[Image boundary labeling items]
┄┄┄┄┄┄

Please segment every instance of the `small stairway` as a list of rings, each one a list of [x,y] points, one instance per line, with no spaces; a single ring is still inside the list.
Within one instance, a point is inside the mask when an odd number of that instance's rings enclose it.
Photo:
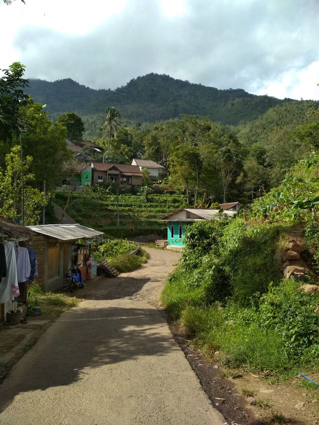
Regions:
[[[120,272],[110,266],[105,260],[98,261],[97,265],[102,268],[111,278],[115,278],[120,274]]]

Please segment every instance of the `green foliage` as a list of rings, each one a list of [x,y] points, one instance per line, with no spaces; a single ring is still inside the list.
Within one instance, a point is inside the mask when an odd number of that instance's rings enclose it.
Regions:
[[[319,365],[319,294],[280,280],[276,252],[287,228],[242,220],[189,228],[162,298],[193,343],[230,367],[289,373]],[[318,227],[309,226],[317,253]],[[216,302],[218,301],[218,302]]]
[[[134,251],[139,246],[136,242],[123,239],[102,239],[92,244],[92,255],[98,260],[109,260]]]
[[[133,272],[146,263],[148,254],[141,250],[137,254],[122,254],[109,260],[109,263],[121,273]]]
[[[152,193],[148,195],[146,203],[143,195],[122,193],[119,196],[120,226],[118,227],[116,196],[105,191],[98,193],[100,188],[99,185],[91,186],[92,194],[88,192],[85,197],[80,192],[72,192],[66,212],[77,222],[101,230],[108,236],[123,238],[151,233],[165,236],[167,228],[159,221],[160,217],[186,206],[182,195]],[[54,202],[64,208],[68,194],[66,191],[56,192]]]
[[[58,118],[57,123],[66,128],[69,140],[80,140],[84,132],[84,125],[81,117],[74,112],[65,112]]]
[[[34,175],[29,172],[32,158],[23,161],[24,179],[24,223],[25,226],[37,224],[42,207],[46,204],[43,192],[30,185]],[[12,221],[22,221],[21,160],[20,147],[15,146],[5,155],[5,169],[0,169],[0,212]]]
[[[293,279],[284,280],[278,286],[270,285],[258,311],[261,326],[280,333],[286,352],[294,359],[319,344],[319,314],[315,311],[319,295],[301,291],[299,285]]]
[[[271,221],[299,222],[319,204],[319,153],[313,152],[288,173],[280,185],[256,199],[250,217]]]
[[[25,67],[15,62],[8,69],[2,69],[0,78],[0,141],[10,142],[24,130],[20,115],[20,106],[25,104],[28,96],[23,92],[28,80],[23,78]]]

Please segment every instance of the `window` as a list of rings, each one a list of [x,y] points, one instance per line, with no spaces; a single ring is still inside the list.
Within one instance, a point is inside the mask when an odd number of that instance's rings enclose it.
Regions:
[[[178,228],[178,237],[180,239],[181,239],[182,236],[183,235],[183,228],[182,226],[180,226]]]

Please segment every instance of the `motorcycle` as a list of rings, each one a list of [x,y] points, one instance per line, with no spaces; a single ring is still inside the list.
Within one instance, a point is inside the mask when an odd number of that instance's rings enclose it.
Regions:
[[[85,283],[82,280],[81,271],[79,269],[79,266],[81,263],[75,264],[68,270],[66,279],[64,281],[63,289],[65,290],[69,290],[71,292],[74,291],[74,289],[77,288],[83,288]]]

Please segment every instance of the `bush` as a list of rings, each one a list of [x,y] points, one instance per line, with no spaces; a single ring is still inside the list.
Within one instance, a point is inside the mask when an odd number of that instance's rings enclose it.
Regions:
[[[138,254],[123,254],[110,258],[109,264],[121,273],[136,270],[148,260],[146,251],[141,250]]]

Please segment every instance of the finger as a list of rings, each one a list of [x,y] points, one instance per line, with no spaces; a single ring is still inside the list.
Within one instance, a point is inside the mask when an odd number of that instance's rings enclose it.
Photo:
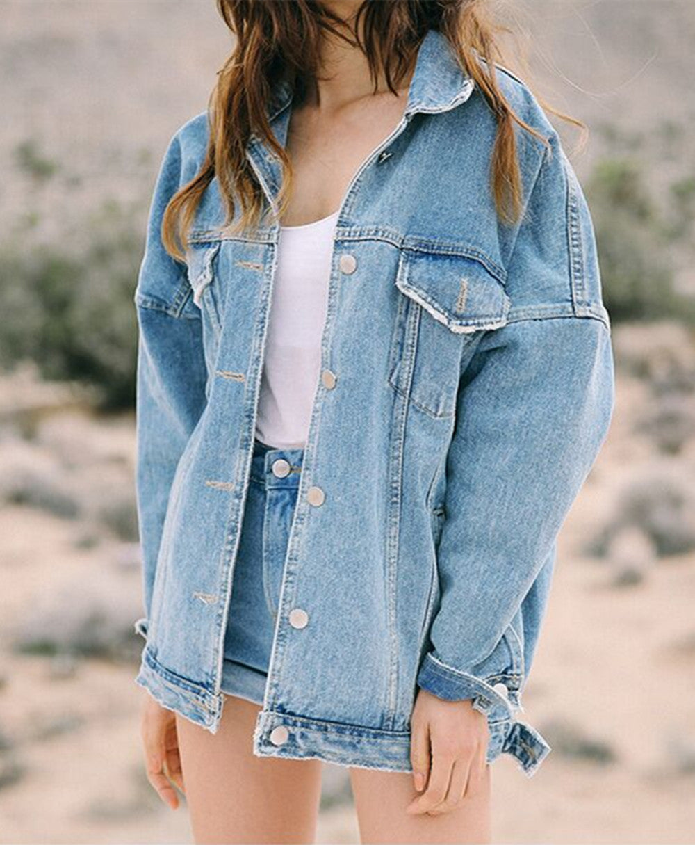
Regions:
[[[443,813],[451,812],[452,810],[459,806],[466,791],[466,783],[470,776],[471,762],[470,757],[459,757],[456,760],[451,771],[448,789],[447,789],[444,800],[429,810],[430,815],[441,815]]]
[[[179,789],[186,794],[183,786],[183,771],[181,766],[181,755],[178,748],[170,748],[166,750],[166,771]]]
[[[421,792],[430,772],[430,726],[426,722],[411,726],[410,765],[415,791]]]
[[[455,758],[453,755],[432,752],[432,765],[427,788],[405,808],[409,813],[426,813],[444,800]]]
[[[169,723],[165,739],[166,771],[169,777],[185,794],[183,785],[183,771],[181,765],[181,754],[178,745],[178,733],[176,722]]]
[[[164,771],[166,760],[166,744],[161,721],[145,717],[142,735],[144,744],[147,779],[162,801],[172,810],[176,810],[179,803],[178,796]]]
[[[478,748],[475,757],[470,766],[470,773],[468,778],[464,798],[477,795],[485,783],[485,776],[487,768],[487,743],[482,742]]]
[[[161,758],[149,757],[147,763],[147,779],[156,790],[160,798],[171,810],[178,807],[178,795],[171,786],[169,778],[164,773],[164,763]]]

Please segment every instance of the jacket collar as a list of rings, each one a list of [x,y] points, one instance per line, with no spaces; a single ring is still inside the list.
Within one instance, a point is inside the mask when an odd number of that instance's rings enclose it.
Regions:
[[[427,114],[448,112],[467,100],[473,89],[473,79],[459,64],[446,37],[437,30],[428,30],[418,48],[404,118],[407,122],[418,112]],[[281,80],[271,92],[268,114],[271,131],[282,147],[287,142],[291,112],[288,106],[291,101],[291,87],[289,82]],[[268,199],[274,206],[282,181],[279,160],[255,132],[248,139],[247,155]]]
[[[405,115],[448,111],[467,100],[474,86],[473,78],[459,63],[447,38],[437,30],[427,30],[417,52]],[[291,100],[290,83],[280,80],[271,95],[269,121],[272,123]]]

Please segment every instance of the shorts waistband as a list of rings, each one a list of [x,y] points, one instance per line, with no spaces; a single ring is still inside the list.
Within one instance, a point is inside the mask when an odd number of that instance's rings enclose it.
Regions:
[[[251,478],[265,488],[299,487],[302,448],[270,446],[253,439]]]

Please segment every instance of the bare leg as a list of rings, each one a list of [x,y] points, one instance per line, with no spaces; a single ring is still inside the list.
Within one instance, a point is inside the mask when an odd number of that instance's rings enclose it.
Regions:
[[[412,815],[405,808],[419,793],[408,771],[351,767],[352,793],[363,843],[490,842],[490,765],[478,794],[440,815]]]
[[[217,733],[176,715],[186,802],[197,843],[312,842],[320,760],[257,757],[260,707],[228,695]]]

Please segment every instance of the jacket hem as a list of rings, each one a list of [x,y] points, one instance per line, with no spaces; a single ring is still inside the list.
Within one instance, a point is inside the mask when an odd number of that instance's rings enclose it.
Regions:
[[[216,733],[225,695],[206,690],[161,666],[147,648],[134,682],[147,690],[163,707]],[[550,751],[550,746],[535,728],[509,718],[488,722],[490,738],[486,762],[501,754],[514,756],[522,771],[531,777]],[[276,728],[282,742],[277,744]],[[275,732],[275,733],[274,733]],[[318,759],[337,766],[385,771],[412,771],[410,731],[367,728],[294,716],[276,711],[259,711],[253,732],[252,750],[257,757],[292,760]]]

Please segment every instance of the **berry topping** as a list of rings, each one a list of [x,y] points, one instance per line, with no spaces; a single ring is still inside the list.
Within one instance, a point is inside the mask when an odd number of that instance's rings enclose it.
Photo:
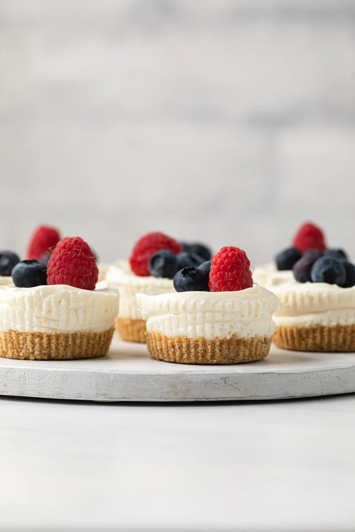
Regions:
[[[9,277],[11,275],[12,269],[20,262],[20,259],[12,251],[0,252],[0,275]]]
[[[333,257],[318,259],[311,270],[311,279],[313,282],[327,282],[328,285],[343,286],[345,278],[344,261]]]
[[[292,270],[293,265],[301,259],[302,253],[294,247],[287,247],[276,255],[278,270]]]
[[[205,261],[205,262],[203,262],[202,264],[200,264],[199,267],[199,270],[202,270],[202,271],[205,272],[207,273],[207,275],[210,275],[210,272],[211,271],[211,264],[212,263],[212,261]]]
[[[161,250],[168,250],[176,254],[183,251],[183,246],[177,240],[162,232],[148,233],[139,238],[129,259],[133,273],[142,277],[150,275],[149,260],[153,253]]]
[[[194,242],[193,244],[183,243],[184,251],[189,253],[194,253],[201,257],[204,261],[209,261],[212,259],[212,252],[207,246],[199,242]]]
[[[48,285],[69,285],[94,290],[98,269],[88,244],[79,237],[67,237],[52,253],[47,270]]]
[[[299,282],[311,282],[311,270],[316,261],[319,258],[315,254],[306,253],[299,261],[295,263],[292,271],[296,280]]]
[[[208,292],[208,276],[197,268],[184,268],[176,273],[174,284],[177,292]]]
[[[301,226],[294,237],[292,245],[302,253],[310,249],[324,251],[327,247],[321,229],[310,222],[306,222]]]
[[[209,287],[211,292],[235,292],[253,286],[250,261],[243,250],[222,247],[212,259]]]
[[[307,250],[302,255],[302,257],[308,257],[308,255],[312,257],[317,257],[317,259],[319,259],[319,257],[323,257],[323,253],[320,251],[318,251],[318,250]]]
[[[39,226],[30,240],[27,259],[39,259],[48,250],[53,250],[60,239],[60,234],[55,227]]]
[[[47,284],[47,268],[36,259],[22,261],[16,264],[12,270],[12,280],[15,286],[30,288]]]
[[[189,268],[190,266],[198,268],[203,262],[202,257],[187,251],[179,253],[176,255],[176,259],[178,262],[178,270],[182,270],[183,268]]]
[[[346,261],[344,261],[343,264],[346,276],[343,288],[350,288],[355,285],[355,266],[351,262],[348,262]]]
[[[347,261],[346,254],[342,250],[326,250],[324,252],[325,256],[333,257],[339,261]]]
[[[154,253],[149,259],[148,268],[153,277],[167,279],[174,279],[179,269],[176,256],[168,250]]]

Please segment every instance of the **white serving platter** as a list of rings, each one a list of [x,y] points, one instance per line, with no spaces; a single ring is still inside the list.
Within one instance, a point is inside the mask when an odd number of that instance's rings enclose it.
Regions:
[[[87,360],[0,359],[0,395],[98,401],[283,399],[355,392],[355,353],[286,351],[265,360],[193,365],[150,358],[145,345],[114,336],[107,356]]]

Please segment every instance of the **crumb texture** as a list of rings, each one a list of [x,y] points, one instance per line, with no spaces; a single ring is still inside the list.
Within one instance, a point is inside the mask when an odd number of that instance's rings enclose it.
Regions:
[[[145,343],[146,328],[144,320],[133,320],[130,318],[116,318],[114,325],[119,336],[122,340]]]
[[[114,329],[102,332],[0,332],[0,356],[28,360],[64,360],[103,356]]]
[[[278,347],[296,351],[355,351],[355,325],[278,325],[273,340]]]
[[[189,338],[147,332],[151,356],[158,360],[183,364],[237,364],[265,359],[269,354],[271,338],[254,336],[230,338]]]

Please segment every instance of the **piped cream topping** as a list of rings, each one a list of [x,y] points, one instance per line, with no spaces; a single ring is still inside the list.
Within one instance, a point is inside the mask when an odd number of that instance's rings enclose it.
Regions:
[[[280,301],[274,316],[277,325],[332,326],[355,323],[354,287],[342,288],[326,283],[294,281],[270,286],[270,289]]]
[[[100,332],[113,326],[119,300],[112,289],[0,286],[0,331]]]
[[[234,292],[176,292],[151,289],[136,295],[147,330],[188,338],[271,337],[277,298],[255,284]]]

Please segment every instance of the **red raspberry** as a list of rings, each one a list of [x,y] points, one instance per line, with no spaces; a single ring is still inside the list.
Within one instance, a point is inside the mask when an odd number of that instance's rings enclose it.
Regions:
[[[211,292],[233,292],[250,288],[253,277],[250,261],[243,250],[222,247],[212,259],[209,286]]]
[[[169,250],[176,254],[183,251],[177,240],[161,232],[148,233],[139,238],[132,250],[129,259],[131,269],[136,275],[143,277],[150,275],[148,262],[153,253],[160,250]]]
[[[48,262],[47,284],[94,290],[98,277],[94,253],[82,238],[67,236],[58,242]]]
[[[292,240],[292,247],[304,253],[308,250],[324,251],[324,235],[320,229],[311,222],[306,222],[299,228]]]
[[[61,239],[57,229],[49,226],[39,226],[32,235],[27,249],[27,257],[29,260],[38,260],[47,251],[52,250]]]

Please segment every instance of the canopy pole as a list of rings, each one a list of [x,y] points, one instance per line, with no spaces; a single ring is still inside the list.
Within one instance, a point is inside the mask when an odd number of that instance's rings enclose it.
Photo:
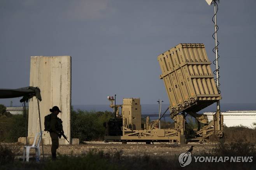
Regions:
[[[42,127],[41,126],[41,117],[40,117],[40,109],[39,108],[39,101],[37,99],[37,106],[38,106],[38,114],[39,116],[39,123],[40,125],[40,134],[41,134],[41,141],[42,142],[42,150],[43,152],[43,160],[44,161],[44,144],[43,144],[43,135],[42,133]]]
[[[26,103],[25,101],[24,101],[23,102],[23,104],[22,105],[23,106],[23,116],[25,118],[25,133],[26,135],[26,145],[28,146],[28,133],[27,133],[27,128],[28,126],[27,125],[27,116],[26,114]]]

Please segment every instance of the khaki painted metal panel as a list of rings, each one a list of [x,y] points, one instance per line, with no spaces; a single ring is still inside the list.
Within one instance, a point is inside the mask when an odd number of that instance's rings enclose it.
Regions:
[[[141,128],[141,106],[140,99],[125,98],[122,108],[123,120],[126,119],[127,124],[135,125],[135,130]],[[123,123],[124,121],[123,121]]]
[[[221,99],[203,44],[179,44],[159,55],[158,60],[171,110],[189,110],[197,101],[198,107],[193,108],[202,109]]]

┄┄┄┄┄┄

Exercise requirements: Quote exactly the lines from the line that contains "Please segment every instance of the canopy" through the last line of the listing, please, leaving out all pictures.

Reply to the exercise:
Please segment every instance of the canopy pole as a list of rings, each one a list of [x,y] points, one instance per line, with no spaces; a single ring is still inside the list.
Within one instance, a point is inside the mask when an odd number of that instance's rings enclose it.
Photo:
Regions:
[[[42,127],[41,126],[41,117],[40,117],[40,109],[39,108],[39,101],[37,99],[37,106],[38,106],[38,114],[39,116],[39,123],[40,125],[40,134],[41,134],[41,141],[42,142],[42,150],[43,152],[43,160],[44,161],[44,144],[43,144],[43,135],[42,133]]]
[[[26,103],[25,101],[24,101],[23,102],[23,104],[22,105],[23,106],[23,116],[25,118],[25,133],[26,135],[26,145],[28,146],[28,133],[27,133],[27,128],[28,126],[27,125],[27,116],[26,114]]]

Please segment every instance of the khaki painted metal panel as a list of rings, each one a list of [x,y] points, one instance per line, with no spaces; a single ring is still inside the list.
Within one instance, a point is inside the mask when an odd number of that instance's rings enclose it.
Regions:
[[[141,128],[141,106],[140,99],[125,98],[122,108],[123,120],[126,119],[127,124],[135,125],[135,130]],[[123,123],[124,121],[123,121]]]
[[[221,99],[203,44],[179,44],[159,55],[158,60],[171,110],[189,110],[197,101],[198,107],[193,108],[202,109]]]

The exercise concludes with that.